**TASK DIRECTIONS:** Reproduce the stretch of the material below verbatim, from the line containing "Expected: one point per instance of the long" through the last line.

Begin

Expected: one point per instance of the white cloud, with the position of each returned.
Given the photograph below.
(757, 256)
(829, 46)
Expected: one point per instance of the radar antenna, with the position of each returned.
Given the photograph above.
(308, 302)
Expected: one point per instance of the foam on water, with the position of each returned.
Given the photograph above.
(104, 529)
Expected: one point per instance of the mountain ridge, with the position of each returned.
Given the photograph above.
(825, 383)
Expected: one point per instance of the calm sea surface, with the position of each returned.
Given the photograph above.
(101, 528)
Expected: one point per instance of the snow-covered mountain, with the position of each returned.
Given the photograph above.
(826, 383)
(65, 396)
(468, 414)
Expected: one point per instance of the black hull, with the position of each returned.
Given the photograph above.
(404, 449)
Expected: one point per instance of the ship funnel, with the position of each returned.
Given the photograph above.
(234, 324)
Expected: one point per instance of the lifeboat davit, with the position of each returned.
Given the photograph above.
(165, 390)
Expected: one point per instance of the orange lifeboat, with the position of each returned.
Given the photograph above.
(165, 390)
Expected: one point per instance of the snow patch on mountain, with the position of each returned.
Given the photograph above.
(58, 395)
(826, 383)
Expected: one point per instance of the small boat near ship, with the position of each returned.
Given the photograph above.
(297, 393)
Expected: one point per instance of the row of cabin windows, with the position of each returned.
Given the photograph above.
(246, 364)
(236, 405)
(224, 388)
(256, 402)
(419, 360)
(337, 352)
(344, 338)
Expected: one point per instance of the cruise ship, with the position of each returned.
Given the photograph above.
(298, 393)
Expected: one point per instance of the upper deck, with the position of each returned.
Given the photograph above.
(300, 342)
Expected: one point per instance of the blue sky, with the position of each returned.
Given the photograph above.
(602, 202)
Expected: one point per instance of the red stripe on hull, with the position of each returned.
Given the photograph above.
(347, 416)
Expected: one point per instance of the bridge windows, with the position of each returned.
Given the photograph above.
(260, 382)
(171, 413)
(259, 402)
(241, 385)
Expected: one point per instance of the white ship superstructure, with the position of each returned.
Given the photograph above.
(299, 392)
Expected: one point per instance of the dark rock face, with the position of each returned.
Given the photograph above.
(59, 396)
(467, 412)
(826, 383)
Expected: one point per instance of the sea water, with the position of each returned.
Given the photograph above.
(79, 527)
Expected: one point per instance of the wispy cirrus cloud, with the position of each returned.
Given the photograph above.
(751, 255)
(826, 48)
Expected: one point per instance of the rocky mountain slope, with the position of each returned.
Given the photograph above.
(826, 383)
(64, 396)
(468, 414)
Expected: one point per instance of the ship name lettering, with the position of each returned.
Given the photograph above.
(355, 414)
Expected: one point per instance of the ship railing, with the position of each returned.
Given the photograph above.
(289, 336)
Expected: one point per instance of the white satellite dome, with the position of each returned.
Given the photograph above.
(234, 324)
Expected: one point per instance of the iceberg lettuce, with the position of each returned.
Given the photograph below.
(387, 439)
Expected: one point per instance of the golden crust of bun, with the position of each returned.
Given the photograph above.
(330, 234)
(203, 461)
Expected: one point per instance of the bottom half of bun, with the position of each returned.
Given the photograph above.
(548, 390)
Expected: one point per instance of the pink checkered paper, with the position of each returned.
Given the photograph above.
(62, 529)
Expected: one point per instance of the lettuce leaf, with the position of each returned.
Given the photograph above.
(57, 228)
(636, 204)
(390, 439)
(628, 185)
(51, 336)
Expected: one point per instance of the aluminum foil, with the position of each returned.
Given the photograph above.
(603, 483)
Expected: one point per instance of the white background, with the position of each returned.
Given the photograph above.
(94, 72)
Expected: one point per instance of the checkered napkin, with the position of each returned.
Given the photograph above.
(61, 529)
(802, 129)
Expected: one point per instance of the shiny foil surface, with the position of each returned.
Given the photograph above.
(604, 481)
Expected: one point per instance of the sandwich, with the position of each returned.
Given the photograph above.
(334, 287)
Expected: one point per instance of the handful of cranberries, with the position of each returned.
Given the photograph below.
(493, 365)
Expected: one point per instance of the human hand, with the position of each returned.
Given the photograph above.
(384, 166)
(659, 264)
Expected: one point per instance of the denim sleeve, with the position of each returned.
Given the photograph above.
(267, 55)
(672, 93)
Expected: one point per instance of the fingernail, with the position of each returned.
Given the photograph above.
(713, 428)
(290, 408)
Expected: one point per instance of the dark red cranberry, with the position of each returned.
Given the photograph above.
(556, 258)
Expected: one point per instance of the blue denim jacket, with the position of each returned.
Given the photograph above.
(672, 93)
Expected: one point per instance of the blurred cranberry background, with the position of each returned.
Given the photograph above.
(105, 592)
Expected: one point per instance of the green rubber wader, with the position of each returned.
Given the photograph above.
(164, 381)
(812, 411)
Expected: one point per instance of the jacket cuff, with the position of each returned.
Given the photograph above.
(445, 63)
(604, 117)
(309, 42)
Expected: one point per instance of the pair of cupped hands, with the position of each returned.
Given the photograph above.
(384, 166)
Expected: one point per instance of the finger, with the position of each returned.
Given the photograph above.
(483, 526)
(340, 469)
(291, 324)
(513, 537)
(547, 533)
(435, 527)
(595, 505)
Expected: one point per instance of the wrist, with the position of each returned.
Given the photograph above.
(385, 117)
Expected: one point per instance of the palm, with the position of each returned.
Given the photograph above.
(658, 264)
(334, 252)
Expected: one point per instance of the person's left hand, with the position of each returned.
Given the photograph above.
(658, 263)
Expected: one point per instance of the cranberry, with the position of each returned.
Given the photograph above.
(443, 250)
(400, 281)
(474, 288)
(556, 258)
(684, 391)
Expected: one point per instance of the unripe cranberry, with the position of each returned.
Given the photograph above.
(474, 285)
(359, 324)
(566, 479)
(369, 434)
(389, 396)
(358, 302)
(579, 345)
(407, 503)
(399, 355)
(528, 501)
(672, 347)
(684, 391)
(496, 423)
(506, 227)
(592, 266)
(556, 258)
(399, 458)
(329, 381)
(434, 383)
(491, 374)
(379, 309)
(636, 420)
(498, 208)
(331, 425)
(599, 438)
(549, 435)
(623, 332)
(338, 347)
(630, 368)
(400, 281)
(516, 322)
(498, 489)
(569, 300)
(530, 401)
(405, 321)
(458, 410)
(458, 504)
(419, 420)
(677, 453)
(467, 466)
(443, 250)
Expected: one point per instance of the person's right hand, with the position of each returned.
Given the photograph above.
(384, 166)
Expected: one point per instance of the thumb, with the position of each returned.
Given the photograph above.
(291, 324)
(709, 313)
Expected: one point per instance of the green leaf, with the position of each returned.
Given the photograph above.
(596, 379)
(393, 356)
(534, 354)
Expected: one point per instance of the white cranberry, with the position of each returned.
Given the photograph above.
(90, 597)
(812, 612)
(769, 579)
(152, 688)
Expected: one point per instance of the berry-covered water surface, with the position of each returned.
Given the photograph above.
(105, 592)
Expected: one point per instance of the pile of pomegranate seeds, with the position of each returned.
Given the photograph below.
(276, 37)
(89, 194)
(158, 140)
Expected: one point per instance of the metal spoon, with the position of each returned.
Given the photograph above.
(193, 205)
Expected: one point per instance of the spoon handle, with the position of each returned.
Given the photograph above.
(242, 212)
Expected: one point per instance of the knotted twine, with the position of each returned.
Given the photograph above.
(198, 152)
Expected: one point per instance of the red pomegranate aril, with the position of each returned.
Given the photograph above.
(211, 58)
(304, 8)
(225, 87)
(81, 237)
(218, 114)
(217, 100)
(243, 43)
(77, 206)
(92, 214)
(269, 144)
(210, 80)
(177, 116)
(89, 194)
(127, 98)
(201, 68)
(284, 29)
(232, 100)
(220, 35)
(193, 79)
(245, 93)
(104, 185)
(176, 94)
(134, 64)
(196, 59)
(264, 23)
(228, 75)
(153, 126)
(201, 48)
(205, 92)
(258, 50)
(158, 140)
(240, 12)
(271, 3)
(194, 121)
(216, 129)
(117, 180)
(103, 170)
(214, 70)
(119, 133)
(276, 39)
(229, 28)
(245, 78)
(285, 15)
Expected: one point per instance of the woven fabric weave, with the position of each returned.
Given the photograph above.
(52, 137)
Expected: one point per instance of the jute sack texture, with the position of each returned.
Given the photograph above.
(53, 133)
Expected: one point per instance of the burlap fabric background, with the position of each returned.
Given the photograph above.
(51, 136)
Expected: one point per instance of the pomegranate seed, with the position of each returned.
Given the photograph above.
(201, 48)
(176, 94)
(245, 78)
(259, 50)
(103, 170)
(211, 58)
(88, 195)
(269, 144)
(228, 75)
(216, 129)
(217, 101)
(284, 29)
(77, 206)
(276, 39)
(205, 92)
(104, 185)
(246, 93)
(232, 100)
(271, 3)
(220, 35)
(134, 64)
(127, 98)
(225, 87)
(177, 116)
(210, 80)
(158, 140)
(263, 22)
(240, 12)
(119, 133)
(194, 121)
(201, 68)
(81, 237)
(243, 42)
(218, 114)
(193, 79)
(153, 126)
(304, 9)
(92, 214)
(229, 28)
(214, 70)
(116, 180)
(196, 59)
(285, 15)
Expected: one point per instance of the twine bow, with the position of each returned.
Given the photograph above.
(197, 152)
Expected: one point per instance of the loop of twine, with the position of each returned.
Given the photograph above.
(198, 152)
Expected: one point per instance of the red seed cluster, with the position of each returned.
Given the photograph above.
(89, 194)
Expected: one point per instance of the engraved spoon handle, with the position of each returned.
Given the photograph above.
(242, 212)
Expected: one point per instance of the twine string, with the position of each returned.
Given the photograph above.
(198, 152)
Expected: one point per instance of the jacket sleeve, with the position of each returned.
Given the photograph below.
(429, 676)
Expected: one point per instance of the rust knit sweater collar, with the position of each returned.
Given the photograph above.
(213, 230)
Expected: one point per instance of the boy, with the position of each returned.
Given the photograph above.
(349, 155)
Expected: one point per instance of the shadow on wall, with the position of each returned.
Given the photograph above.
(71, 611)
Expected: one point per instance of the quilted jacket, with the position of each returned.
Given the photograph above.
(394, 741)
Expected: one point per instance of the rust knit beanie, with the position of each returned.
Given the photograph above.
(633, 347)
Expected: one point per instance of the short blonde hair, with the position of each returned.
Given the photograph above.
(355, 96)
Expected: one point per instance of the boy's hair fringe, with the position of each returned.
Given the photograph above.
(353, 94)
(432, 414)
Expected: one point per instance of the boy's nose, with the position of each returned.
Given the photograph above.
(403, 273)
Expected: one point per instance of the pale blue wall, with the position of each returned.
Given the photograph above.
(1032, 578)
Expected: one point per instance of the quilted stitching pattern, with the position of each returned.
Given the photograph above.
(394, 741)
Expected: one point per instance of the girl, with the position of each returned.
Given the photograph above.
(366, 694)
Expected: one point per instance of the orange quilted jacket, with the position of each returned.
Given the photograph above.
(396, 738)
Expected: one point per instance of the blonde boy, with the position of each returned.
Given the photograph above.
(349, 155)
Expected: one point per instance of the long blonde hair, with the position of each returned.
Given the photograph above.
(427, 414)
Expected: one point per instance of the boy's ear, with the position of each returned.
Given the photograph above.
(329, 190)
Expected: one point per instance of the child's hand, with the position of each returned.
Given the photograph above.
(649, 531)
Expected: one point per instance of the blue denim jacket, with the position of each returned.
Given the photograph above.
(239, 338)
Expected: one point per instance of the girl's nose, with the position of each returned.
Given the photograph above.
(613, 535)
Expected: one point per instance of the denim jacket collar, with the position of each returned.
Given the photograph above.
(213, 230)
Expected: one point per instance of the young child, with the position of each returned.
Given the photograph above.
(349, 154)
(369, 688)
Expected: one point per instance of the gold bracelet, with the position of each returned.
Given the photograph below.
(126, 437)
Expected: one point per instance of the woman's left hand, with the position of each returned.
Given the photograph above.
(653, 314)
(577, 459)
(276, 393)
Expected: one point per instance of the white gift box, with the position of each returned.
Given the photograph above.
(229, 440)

End

**SOLUTION FOR THIS PROBLEM:**
Expected: one point per instance of the long blonde hair, with the position of each returned.
Given the photograph above.
(427, 414)
Expected: one point per instance of the boy's ear, with the position of each returned.
Given the photograph above.
(329, 190)
Expected: one point per instance of the child's hand, with the position of each returned.
Given the photograph above.
(649, 531)
Expected: one point per instance of the blue denim jacket, with the position of each returned.
Given the photograph above.
(239, 338)
Expected: one point per instance of the girl's nose, with the position of each returned.
Given the photograph above.
(613, 535)
Expected: one point per instance of the denim jacket collar, with the position of each returned.
Given the photograph above.
(213, 230)
Expected: one point per instance of the young child, with the position of each returned.
Given the photograph above.
(349, 154)
(369, 688)
Expected: one point per instance of the gold bracelet, with the position of each returned.
Given the photograph below.
(126, 437)
Expected: one point per instance of the woman's left hand, with the position of each returned.
Given the photograph above.
(653, 314)
(577, 459)
(276, 393)
Expected: one point per instance of the white gift box, with the position of each returned.
Given the photograph above.
(229, 440)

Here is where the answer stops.